WHAT THE TASK ASKS: Working from the line that contains "Thanks for the photo. Could you please mark the green leaf" down to the last line below, repeat each line exactly.

[START PROVIDED RECORDS]

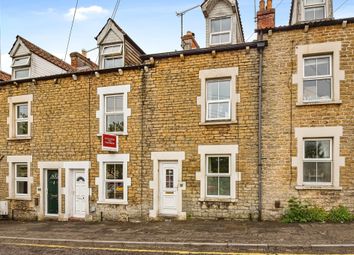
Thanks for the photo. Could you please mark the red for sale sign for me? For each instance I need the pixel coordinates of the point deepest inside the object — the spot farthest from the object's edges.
(109, 142)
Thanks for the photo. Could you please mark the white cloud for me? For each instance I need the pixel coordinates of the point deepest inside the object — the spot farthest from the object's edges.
(6, 63)
(46, 12)
(83, 13)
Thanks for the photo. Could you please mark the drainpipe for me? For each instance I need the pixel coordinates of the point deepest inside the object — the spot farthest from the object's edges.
(260, 47)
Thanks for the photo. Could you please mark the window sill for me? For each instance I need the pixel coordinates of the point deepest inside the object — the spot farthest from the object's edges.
(112, 202)
(224, 200)
(19, 198)
(19, 138)
(320, 103)
(117, 134)
(212, 123)
(318, 188)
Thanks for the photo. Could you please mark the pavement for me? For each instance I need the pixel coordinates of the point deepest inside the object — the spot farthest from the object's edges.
(174, 237)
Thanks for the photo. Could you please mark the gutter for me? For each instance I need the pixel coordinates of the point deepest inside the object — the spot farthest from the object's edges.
(260, 46)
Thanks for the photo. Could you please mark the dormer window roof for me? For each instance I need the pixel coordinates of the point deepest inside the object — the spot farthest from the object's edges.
(310, 10)
(223, 22)
(112, 56)
(220, 30)
(30, 61)
(116, 48)
(314, 9)
(21, 61)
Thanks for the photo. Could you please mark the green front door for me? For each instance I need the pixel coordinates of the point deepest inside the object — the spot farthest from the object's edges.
(52, 189)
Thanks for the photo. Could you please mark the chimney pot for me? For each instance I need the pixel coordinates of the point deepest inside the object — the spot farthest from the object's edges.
(261, 5)
(84, 53)
(269, 4)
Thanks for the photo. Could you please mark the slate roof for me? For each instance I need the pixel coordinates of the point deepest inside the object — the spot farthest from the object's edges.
(4, 76)
(44, 54)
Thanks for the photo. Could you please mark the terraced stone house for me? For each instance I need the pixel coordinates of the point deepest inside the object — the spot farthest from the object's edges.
(229, 131)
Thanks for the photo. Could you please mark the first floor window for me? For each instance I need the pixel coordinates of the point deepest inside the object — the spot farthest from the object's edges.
(317, 164)
(21, 73)
(112, 62)
(314, 13)
(317, 79)
(218, 99)
(114, 182)
(114, 113)
(21, 111)
(218, 176)
(21, 179)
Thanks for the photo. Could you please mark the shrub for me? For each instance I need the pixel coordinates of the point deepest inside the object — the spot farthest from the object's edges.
(299, 212)
(340, 214)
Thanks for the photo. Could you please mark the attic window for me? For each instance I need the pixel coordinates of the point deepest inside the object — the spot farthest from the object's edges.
(314, 9)
(112, 56)
(114, 49)
(220, 31)
(21, 62)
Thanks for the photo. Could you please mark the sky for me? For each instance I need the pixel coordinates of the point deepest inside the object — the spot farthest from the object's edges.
(153, 24)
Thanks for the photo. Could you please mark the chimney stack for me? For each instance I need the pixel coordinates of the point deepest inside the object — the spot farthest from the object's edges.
(265, 15)
(189, 42)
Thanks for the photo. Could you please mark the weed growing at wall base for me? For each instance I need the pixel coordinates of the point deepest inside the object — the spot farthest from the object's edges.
(304, 212)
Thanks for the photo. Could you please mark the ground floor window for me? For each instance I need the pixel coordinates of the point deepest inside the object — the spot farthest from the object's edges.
(218, 176)
(113, 181)
(19, 178)
(317, 161)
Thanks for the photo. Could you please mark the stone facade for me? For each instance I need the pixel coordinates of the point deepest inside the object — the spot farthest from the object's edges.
(165, 117)
(166, 124)
(282, 115)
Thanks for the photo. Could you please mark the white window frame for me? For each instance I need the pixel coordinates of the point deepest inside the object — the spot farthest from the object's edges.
(221, 32)
(113, 181)
(316, 160)
(12, 178)
(317, 133)
(106, 113)
(100, 114)
(21, 179)
(15, 70)
(218, 101)
(12, 119)
(18, 58)
(327, 48)
(216, 74)
(313, 6)
(217, 174)
(104, 159)
(118, 54)
(319, 77)
(221, 150)
(21, 120)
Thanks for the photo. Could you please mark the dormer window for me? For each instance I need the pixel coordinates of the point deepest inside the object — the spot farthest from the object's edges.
(21, 67)
(220, 31)
(314, 10)
(112, 56)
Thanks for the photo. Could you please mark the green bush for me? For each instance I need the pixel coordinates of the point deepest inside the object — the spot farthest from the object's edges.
(340, 214)
(300, 212)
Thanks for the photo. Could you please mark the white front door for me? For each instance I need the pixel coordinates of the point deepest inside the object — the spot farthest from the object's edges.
(79, 194)
(168, 188)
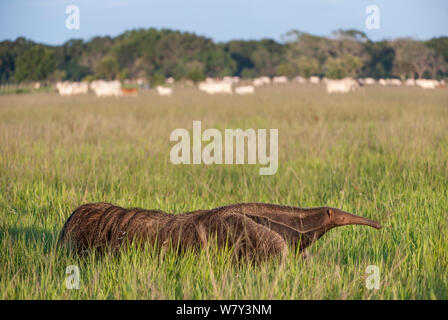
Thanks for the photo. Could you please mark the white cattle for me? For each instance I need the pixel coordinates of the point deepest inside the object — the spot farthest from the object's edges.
(258, 82)
(68, 88)
(236, 79)
(164, 91)
(280, 80)
(300, 80)
(261, 81)
(217, 87)
(106, 88)
(314, 80)
(245, 90)
(393, 82)
(342, 86)
(427, 83)
(367, 81)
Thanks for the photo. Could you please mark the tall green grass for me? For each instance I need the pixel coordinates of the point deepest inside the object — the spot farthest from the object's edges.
(381, 153)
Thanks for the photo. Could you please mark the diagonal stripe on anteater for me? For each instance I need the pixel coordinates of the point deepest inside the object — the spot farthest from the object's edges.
(254, 230)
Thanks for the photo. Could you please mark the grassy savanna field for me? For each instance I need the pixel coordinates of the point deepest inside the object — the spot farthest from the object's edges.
(381, 153)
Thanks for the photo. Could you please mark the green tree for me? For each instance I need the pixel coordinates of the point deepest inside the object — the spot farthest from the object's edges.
(107, 68)
(36, 64)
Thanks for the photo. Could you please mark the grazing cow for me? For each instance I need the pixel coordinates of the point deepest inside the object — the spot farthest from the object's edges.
(427, 83)
(261, 81)
(218, 87)
(106, 88)
(300, 80)
(393, 82)
(342, 86)
(369, 81)
(164, 91)
(245, 90)
(133, 92)
(280, 80)
(314, 80)
(68, 88)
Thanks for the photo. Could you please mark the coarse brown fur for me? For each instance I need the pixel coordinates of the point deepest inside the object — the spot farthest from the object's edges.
(253, 230)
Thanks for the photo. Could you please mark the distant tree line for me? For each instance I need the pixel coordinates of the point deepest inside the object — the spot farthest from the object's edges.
(158, 54)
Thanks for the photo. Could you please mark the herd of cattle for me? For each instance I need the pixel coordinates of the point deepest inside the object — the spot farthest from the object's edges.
(229, 85)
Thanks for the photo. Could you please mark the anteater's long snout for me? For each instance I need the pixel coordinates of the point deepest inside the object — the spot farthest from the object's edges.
(344, 218)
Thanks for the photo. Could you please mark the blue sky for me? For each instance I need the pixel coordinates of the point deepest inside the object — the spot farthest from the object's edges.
(221, 20)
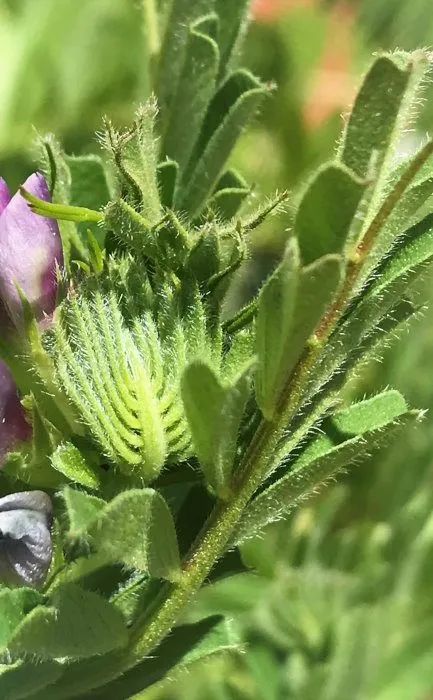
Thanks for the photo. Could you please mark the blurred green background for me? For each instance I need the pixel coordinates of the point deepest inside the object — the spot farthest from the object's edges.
(341, 606)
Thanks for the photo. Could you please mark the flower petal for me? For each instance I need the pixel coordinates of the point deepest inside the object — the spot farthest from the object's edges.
(30, 252)
(13, 425)
(25, 547)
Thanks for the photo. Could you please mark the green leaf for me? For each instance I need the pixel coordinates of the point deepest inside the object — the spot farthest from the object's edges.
(230, 193)
(58, 174)
(89, 188)
(135, 155)
(131, 228)
(412, 251)
(68, 460)
(136, 529)
(167, 174)
(368, 315)
(274, 325)
(326, 212)
(403, 215)
(204, 258)
(194, 91)
(183, 13)
(24, 678)
(233, 20)
(186, 645)
(14, 606)
(232, 107)
(214, 413)
(76, 624)
(371, 423)
(289, 310)
(407, 672)
(81, 509)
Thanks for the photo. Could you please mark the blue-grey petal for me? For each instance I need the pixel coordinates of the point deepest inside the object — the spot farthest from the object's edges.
(25, 547)
(28, 500)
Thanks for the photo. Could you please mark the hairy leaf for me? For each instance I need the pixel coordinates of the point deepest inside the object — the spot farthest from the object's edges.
(288, 314)
(194, 91)
(136, 529)
(232, 107)
(187, 644)
(326, 212)
(370, 424)
(68, 460)
(76, 623)
(214, 413)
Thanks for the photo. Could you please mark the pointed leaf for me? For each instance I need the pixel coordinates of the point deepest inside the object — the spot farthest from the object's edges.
(68, 460)
(378, 420)
(136, 529)
(280, 338)
(77, 624)
(131, 229)
(183, 13)
(14, 606)
(135, 153)
(230, 193)
(412, 252)
(233, 106)
(58, 174)
(24, 678)
(89, 188)
(167, 173)
(233, 19)
(326, 212)
(194, 91)
(81, 509)
(187, 644)
(402, 217)
(214, 413)
(274, 325)
(385, 95)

[END PROVIDED RECORDS]

OUTPUT OF THE TASK:
Thanks for the photo. Could you please mark the green leaf for me? For each instance I need the pixel coordinates of the point deepest inside the object — the spot farthest from the object's edges.
(230, 193)
(58, 174)
(89, 188)
(135, 155)
(131, 228)
(412, 251)
(68, 460)
(136, 529)
(167, 174)
(368, 315)
(274, 325)
(326, 212)
(403, 215)
(204, 258)
(194, 91)
(183, 13)
(24, 678)
(233, 20)
(186, 645)
(14, 606)
(232, 107)
(214, 413)
(76, 624)
(371, 423)
(289, 310)
(407, 672)
(81, 509)
Thanks for the photo. Could you please mark the blue-grey petal for me? For each instance I need the pixel coordinates of the point deepest inside the object — the spot farthest from the object's edges.
(25, 547)
(28, 500)
Thanks for the photo. Could you please mark the hairy leaf for me? For each instance I need the pixel coordinates of the point deepest inside the object — the spot farthest from the object's edges.
(288, 314)
(194, 91)
(136, 529)
(232, 107)
(187, 644)
(326, 212)
(370, 424)
(68, 460)
(76, 623)
(214, 413)
Thanks for the photo. Could you please mark the pointed leaf for me? For each instance I need the pixel coordinates of the point deepest inside the object — the spot farthest from the object's edges.
(68, 460)
(378, 420)
(136, 529)
(280, 338)
(77, 624)
(131, 229)
(183, 13)
(14, 606)
(135, 153)
(230, 193)
(412, 252)
(233, 106)
(58, 174)
(24, 678)
(89, 188)
(167, 173)
(233, 19)
(326, 212)
(194, 91)
(81, 509)
(187, 644)
(402, 217)
(214, 413)
(274, 325)
(385, 95)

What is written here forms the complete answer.